AUFGABE =>
Nenne bitte, was laut dem Text über die heilige Liebe der formale Gesichtspunkt der Liebe zum Nächsten ist.

LESETEXT =>
*-*-*
Erster Artikel. Die heilige Liebe erstreckt sich nicht nur auf Gott, sondern auch auf den Nächsten.
a.) Dies muß geleugnet werden. Denn: I. In gleichem Maße schulden wir Gott Liebe wie Furcht, nach Deut. 10.: „Und nun Israel, was fordert der Herr, dein Gott, Anderes von dir, als daß du Ihn fürchtest … und liebest.“ Anders geartet aber ist die Furcht, die einen Menschen zum Gegenstande hat, wie jene, die auf Gott sich richtet; denn jene ist die Menschenfurcht, diese die knechtische oder kindliche. Also richtet sich auch nicht die eine nämliche heilige Liebe auf Gott zugleich und auf den Nächsten. II. „Geliebt werden ist dasselbe, wie geehrt werden; sagt Aristoteles. (8 Ethic. 8.) Nicht die gleiche Ehre aber gebührt Gott wie dem Menschen. Also steht auch nicht die gleiche Liebe da in Frage. III. „Die Hoffnung erzeugt die Liebe,“ sagt die Glosse zu Matth. 1, 2. Hoffen aber auf Gott ist in der Weise gut, daß jene getadelt werden, die auf einen Menschen hoffen, nach Jerem 17.: „Verflucht, der auf einen Menschen seine Hoffnung setzt.“ Auf der anderen Seite heißt es 1. Joh. 4.: „Dieses Gebot haben wir von Gott, daß wer Gott liebt auch seinen Bruder liebe.“
b) Ich antworte, die Zustände lassen insofern Verschiedenheit untereinander zu, daß sie mit dem Gattungsunterschiede in den Thätigleiten auf gleicher Stufe stehen bleiben. Denn jede Thätigkeit, die zu ein und derselben Gattung gehört, hat auch zum nächsten Princip ein und denselben Zustand. Die Gattung der Thätigkeit aber kommt vom Gegenstande her gemäß dem formalen Gesichtspunkte desselben. Also ist es dem Wesenscharakter nach ein und dieselbe Thätigkeit, welche auf den formalen Gesichtspunkt im Gegenstande geht und welche auf einen Gegenstand unter diesem formalen Gesichtspunkte sich richtet. So ist es ein und dasselbe Sehen der Gattung nach, welches auf das Licht geht und vermittelst dessen die Farbe gesehen wird unter dem formalen Gesichtspunkte des Lichtes. Nun ist der formale Gesichtspunkt der Liebe zum Nächsten Gott. Dies nämlich sollen wir im Nächsten lieben, daß er in Gott ist. Also ist es dem inneren Wesenscharakter nach ein und derselbe Akt, kraft dessen Gott und kraft dessen der Nächste geliebt wird. Somit erstreckt sich auch der Zustand der heiligen Liebe nicht nur auf Gott, sondern auch auf die Zuneigung zum Nächsten.
*-*-*
Daten zur Positionsbestimmung
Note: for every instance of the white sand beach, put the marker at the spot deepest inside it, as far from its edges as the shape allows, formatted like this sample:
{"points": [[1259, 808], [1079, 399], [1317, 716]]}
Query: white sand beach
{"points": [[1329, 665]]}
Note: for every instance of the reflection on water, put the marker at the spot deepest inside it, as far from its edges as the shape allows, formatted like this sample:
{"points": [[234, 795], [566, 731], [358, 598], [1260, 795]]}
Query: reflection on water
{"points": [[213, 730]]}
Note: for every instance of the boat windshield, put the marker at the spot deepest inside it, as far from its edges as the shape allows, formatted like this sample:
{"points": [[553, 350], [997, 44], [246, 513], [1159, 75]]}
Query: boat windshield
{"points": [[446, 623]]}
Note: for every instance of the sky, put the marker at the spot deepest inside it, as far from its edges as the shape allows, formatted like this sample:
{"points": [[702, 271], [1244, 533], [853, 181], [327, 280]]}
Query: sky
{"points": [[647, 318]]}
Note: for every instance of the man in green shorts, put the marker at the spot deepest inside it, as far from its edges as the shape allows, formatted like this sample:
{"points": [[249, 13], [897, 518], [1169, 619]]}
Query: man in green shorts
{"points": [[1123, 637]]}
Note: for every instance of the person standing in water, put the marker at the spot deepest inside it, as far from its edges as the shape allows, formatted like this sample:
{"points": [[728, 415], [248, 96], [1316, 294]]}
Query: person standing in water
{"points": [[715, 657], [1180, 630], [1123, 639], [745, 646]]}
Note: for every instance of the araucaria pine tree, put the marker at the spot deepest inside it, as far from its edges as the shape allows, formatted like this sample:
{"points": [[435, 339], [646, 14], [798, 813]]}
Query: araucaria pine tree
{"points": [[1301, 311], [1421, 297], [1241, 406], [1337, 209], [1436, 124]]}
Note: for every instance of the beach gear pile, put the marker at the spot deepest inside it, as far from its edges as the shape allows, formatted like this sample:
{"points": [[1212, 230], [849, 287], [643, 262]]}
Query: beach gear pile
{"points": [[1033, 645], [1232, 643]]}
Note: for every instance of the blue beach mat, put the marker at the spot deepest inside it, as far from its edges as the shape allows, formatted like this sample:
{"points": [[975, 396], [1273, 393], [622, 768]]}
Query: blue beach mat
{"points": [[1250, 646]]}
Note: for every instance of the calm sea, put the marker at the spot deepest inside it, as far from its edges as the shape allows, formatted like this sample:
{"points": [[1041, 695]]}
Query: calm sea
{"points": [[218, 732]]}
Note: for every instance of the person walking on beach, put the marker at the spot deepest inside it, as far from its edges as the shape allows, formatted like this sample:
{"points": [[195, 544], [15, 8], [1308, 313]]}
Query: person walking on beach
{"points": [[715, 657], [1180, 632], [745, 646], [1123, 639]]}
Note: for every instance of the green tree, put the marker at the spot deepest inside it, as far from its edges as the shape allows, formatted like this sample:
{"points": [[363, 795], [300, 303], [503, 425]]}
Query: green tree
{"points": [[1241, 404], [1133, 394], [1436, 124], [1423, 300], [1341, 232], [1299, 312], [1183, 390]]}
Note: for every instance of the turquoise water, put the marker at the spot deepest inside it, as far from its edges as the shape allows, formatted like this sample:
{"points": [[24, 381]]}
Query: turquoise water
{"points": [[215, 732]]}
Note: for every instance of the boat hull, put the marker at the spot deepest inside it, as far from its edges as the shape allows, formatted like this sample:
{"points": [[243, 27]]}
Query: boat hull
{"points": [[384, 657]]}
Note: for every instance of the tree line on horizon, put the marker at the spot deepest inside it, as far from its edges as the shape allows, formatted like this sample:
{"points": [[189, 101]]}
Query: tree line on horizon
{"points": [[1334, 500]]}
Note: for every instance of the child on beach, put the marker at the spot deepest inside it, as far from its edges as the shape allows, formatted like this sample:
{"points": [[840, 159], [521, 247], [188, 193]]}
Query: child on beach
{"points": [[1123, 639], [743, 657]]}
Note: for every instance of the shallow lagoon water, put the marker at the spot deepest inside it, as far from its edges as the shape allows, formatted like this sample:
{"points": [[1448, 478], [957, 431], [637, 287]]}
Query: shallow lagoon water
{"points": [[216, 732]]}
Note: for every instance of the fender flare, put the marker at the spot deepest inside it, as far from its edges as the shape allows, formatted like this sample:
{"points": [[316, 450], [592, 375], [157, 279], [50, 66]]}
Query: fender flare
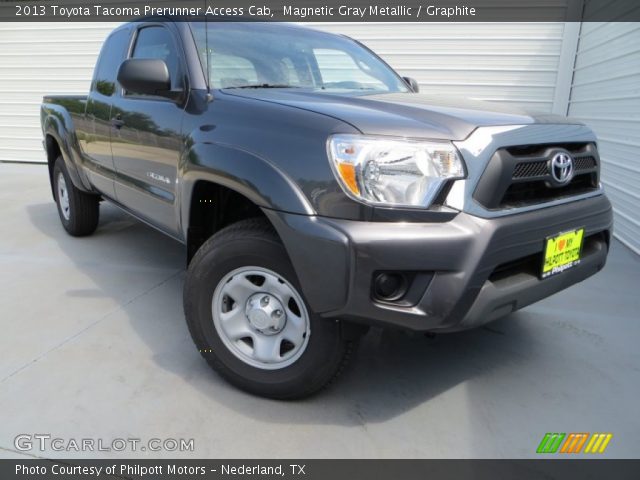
*-*-*
ERGEBNIS =>
Der formale Gesichtspunkt der Liebe zum Nächsten ist Gott.